Provided material.
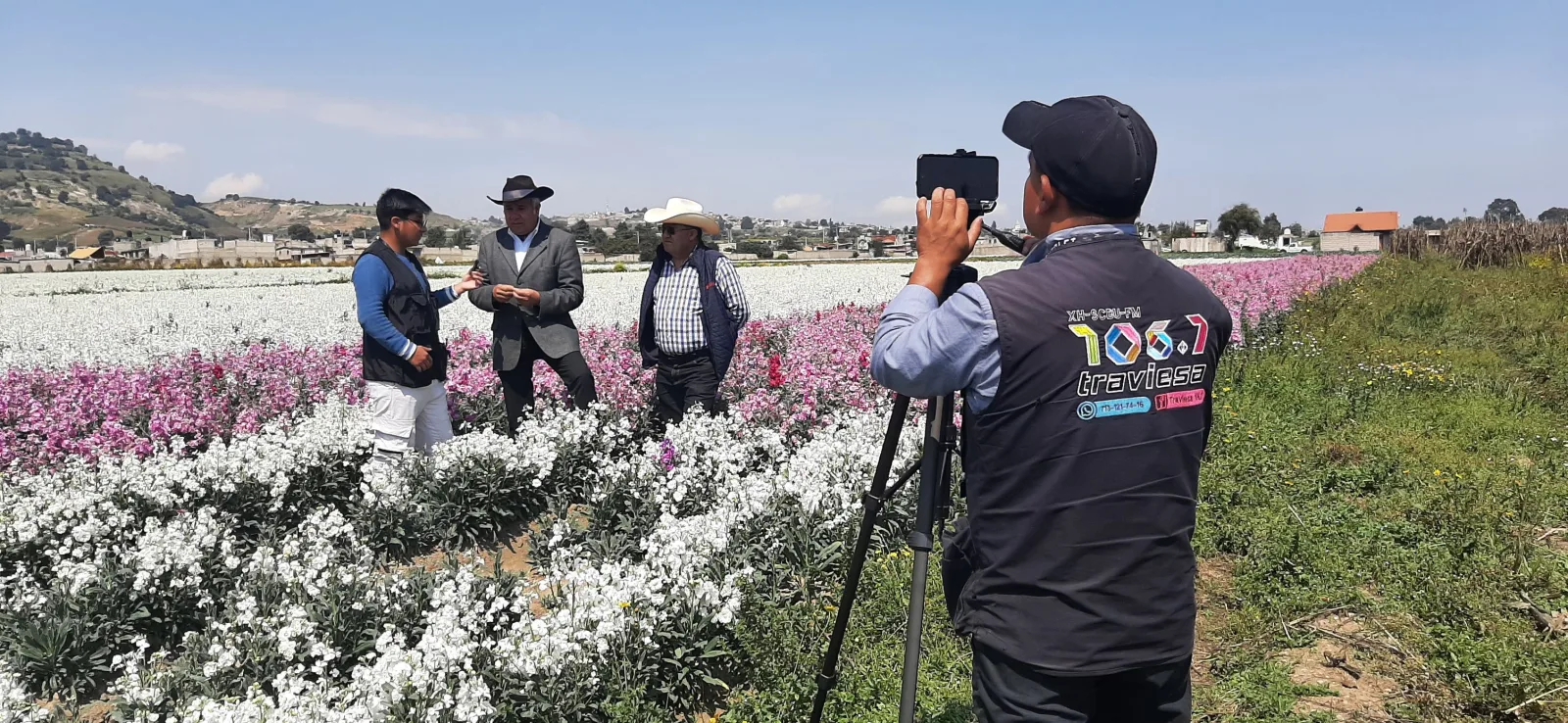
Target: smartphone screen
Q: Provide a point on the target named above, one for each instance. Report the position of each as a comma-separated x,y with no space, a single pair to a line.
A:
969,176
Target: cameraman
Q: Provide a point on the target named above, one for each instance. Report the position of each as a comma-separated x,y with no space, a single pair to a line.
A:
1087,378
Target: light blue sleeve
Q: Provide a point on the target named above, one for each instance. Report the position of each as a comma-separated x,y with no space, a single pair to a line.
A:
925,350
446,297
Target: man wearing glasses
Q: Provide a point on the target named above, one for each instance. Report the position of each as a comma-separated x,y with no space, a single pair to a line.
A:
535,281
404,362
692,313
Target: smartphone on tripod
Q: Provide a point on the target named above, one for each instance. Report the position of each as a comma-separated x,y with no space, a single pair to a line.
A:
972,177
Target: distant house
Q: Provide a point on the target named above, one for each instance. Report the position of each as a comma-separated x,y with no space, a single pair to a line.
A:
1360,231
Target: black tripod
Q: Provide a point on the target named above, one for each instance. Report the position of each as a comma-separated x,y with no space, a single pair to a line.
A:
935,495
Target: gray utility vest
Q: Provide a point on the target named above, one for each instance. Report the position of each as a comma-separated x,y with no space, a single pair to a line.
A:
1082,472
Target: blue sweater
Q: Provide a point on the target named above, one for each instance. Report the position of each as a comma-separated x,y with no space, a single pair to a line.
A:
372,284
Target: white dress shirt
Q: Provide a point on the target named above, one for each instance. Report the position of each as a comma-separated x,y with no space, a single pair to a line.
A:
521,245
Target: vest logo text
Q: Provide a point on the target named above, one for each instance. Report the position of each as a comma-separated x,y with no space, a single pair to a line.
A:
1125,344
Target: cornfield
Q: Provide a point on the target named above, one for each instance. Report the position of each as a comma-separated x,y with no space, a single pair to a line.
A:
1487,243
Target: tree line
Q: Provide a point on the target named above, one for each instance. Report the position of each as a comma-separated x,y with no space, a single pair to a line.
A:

What you are asked to do.
Each line of the data above must be reproduced as written. Skip the pictures.

Answer space.
Target: smartphone screen
Q: Provide a point on the target named above, one for each instance. Report the position of each as a comma-separated x,y with no space, a single pair to a line.
A:
969,176
Target: cameraman
Q: Provide a point on the target named above, one for each instance. Report the position of each as a comma-separated x,y with no space, a single pair to a line.
A:
1087,378
Target: light blue sleeve
Q: Provide a point on the target named above, one for each instance. Report the position of each as a comma-separated x,y with no space, a single pair to a line.
A:
925,350
446,297
Target: man wearing glasses
Q: Provide a point on the target named above, one for each instance. Report the position of each as a comma-separated x,y with no space, a single pair to a line.
A:
535,281
404,362
692,313
Target: smartphone on tripod
Q: Provide a point on the target named above, one for each instance. Report the position of each as a comma-separated x,y with no space, a single pair to a line.
A:
972,177
Target: distant house
Q: Provide a point on the target named above, one for each instance. Report the position of each as a comma-separated x,y with no space, a single pair to a line.
A:
1360,231
Target: black tripod
Q: Provide a point on the target named above, one for each instance. Report the position of each as a comma-separated x,y with no space, a single pair to a line.
A:
935,495
Target: gray utility vest
Q: Provide a point on the target named above, one for each instance. Report the position of each as a comma-separated x,y with no space, a single pair to a line.
A:
1082,472
Target: blue sweater
Q: Provide a point on the target named above, one for each instance. Report the position of each as a comma-separated x,y with no space, a single pair to a line.
A:
372,284
Target: white dress shirt
Q: Provide a point on the target named above, one for each instance. Report the position of each as a comma-separated x,y with no space, a single pair to a line.
A:
521,245
Target: vest logo text
Q: Provide a point on the target named above, one for each instance. Report the position of each as a comma-separated x,y with no space, a single pair to a line.
A:
1125,344
Target: cornfield
Q: Provide a point on the target named above, one for each instance. Report the position of each as a comma-separated x,y with no space, a single pair to a line.
A:
1487,243
Target: tree line
Q: Provide a point on the target named above, one for each instance. Report the position of each as a comma-separated x,y with no space, a single pair to a line.
A:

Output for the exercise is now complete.